● **Objective**
Rewrite the entries below, replacing "on one line" with "on a single line" wherever it occurs and leaving all other text unchanged.
____
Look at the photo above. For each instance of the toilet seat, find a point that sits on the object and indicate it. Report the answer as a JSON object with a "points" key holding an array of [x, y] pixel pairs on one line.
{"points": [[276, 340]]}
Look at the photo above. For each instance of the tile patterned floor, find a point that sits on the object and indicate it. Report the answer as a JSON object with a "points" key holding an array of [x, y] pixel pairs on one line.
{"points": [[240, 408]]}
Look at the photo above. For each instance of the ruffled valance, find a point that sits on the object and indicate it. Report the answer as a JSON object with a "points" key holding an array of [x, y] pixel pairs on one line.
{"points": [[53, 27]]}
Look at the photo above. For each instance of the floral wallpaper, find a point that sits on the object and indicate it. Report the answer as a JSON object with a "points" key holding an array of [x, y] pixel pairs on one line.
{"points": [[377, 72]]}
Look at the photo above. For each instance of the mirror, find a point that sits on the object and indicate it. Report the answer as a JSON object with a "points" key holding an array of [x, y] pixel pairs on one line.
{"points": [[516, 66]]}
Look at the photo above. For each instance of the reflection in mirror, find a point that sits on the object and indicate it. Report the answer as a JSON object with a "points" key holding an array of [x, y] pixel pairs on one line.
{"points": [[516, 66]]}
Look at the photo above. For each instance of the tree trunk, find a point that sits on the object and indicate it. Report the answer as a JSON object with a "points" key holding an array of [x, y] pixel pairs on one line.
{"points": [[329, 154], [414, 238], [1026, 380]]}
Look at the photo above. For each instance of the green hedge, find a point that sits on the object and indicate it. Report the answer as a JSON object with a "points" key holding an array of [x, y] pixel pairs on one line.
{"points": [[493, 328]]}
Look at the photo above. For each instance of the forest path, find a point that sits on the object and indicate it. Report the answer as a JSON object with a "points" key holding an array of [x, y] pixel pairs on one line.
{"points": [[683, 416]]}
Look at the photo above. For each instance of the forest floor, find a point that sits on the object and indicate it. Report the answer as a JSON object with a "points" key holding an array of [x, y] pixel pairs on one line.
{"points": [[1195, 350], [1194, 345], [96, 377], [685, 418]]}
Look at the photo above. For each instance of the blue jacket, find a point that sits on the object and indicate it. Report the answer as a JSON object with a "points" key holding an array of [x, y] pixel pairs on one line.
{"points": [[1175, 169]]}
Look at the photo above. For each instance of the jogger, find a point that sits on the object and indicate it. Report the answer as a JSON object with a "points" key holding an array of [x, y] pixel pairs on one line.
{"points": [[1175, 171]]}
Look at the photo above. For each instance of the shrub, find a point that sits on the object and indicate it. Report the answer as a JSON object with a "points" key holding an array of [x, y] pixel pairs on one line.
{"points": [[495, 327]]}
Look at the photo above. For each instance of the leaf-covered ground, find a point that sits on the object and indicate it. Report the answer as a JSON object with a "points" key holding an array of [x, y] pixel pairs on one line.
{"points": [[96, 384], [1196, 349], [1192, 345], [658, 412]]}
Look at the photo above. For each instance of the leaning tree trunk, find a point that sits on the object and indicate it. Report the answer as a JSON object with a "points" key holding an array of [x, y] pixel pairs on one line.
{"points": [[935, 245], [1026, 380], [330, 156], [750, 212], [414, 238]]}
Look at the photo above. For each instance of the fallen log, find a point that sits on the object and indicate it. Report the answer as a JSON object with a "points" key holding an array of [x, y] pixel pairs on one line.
____
● **Answer below**
Look at the photo above. For each instance of the toilet seat, find a point that sits on the object and indicate it. Report the answer as a JSON object with a "points" key holding an array of [x, y] pixel pairs on a single line.
{"points": [[276, 340]]}
Look at the photo above. For each instance of the tile patterned floor, find a point that sits on the object and indicate it. Report the answer as a JSON object with a "points" key holding an array of [x, y] pixel pairs on a single line.
{"points": [[240, 408]]}
Look at the photo above. For each instance of the ruffled valance, find a point that sits on the object and indicate it. Report the answer as a JSON object with a "points" key holding an array of [x, y] pixel pairs on a single line.
{"points": [[53, 27]]}
Look at the photo above. For each instance of the floral wallpaper, find a point that sits on the object and indicate it. Report the answer as a JSON object with a "points" key holding an array of [x, y] pixel pairs on a single line.
{"points": [[377, 72]]}
Look at the photo above. For each instance of the mirror, find a point that sits on the object and indicate it. Report the answer as a JSON object with a "points" key holding an array of [x, y] pixel pairs on a single line.
{"points": [[516, 66]]}
Look at the photo above. For each instance of the reflection in mirror, find a point that sits on the object and indicate it. Report the answer as a JSON object with a "points" key holding an array of [x, y] pixel pairs on a single line.
{"points": [[516, 66]]}
Look at the photo above. For each instance of the tree trunk, find a point that sits on the object and indicate it. Report the answer as a JSON object with a "points" key holding an array of [x, y] pixel pairs on a single line.
{"points": [[329, 154], [414, 238], [1026, 380]]}
Look at the photo above. For each instance of the green hedge, find a point that sits on the object and indicate it. Report the answer as a JSON object with a "points" key holding an array of [x, y] pixel pairs on a single line.
{"points": [[493, 328]]}
Look at the photo above. For each instance of the forest path, find a point that sits on the object and indicate it. Report the answer as a JSON object with a "points" key holding an array of [x, y] pixel pairs on a single line.
{"points": [[683, 416]]}
Look at the photo above. For each instance of the forest floor, find a point that sits on the object and indicate it. Report the answer as a JSON object with a "points" key holding an array of [x, y] pixel pairs on a single line.
{"points": [[1195, 350], [1194, 345], [96, 377], [685, 418]]}
Look at the photo above. For each instance of the blue jacket, find a point that sits on the object and indicate it. Report the answer as a JSON object with a "points" key holding an array of [x, y] pixel pairs on a single line.
{"points": [[1175, 169]]}
Look at the photo above. For each instance of the jogger, find a point that sits on the object and indicate it. Report the answer as a JSON object with a "points" key holding an array of [x, y] pixel pairs on a single line.
{"points": [[1175, 171]]}
Look at the photo above. For each instance of the shrub, find a point that sits on the object and indicate it. Report the answer as a JSON object with a "points" key holding an array of [x, y] pixel pairs on a single line.
{"points": [[495, 327]]}
Look at the photo above. For each instance of the leaf-covered ground, find a point that sits on the object and indicate it. Report the answer as a JSON object with a "points" key holding an array of [x, y] pixel pairs on a single line.
{"points": [[96, 384], [1196, 349], [1192, 345], [658, 412]]}
Look at the photo above. For each instance of the leaning tree trunk, find a point that sits on the object and indicate it. Report the answer as a JSON object with a "points" key holding an array of [x, y] pixel pairs on a single line.
{"points": [[935, 245], [1026, 380], [330, 156], [750, 212], [414, 238]]}
Look at the photo above. For each instance of the fallen log, find a point that sits on the object and indicate it. Report the answer as a JSON object with a "points" key holding an array of [x, y] pixel pairs on a single line.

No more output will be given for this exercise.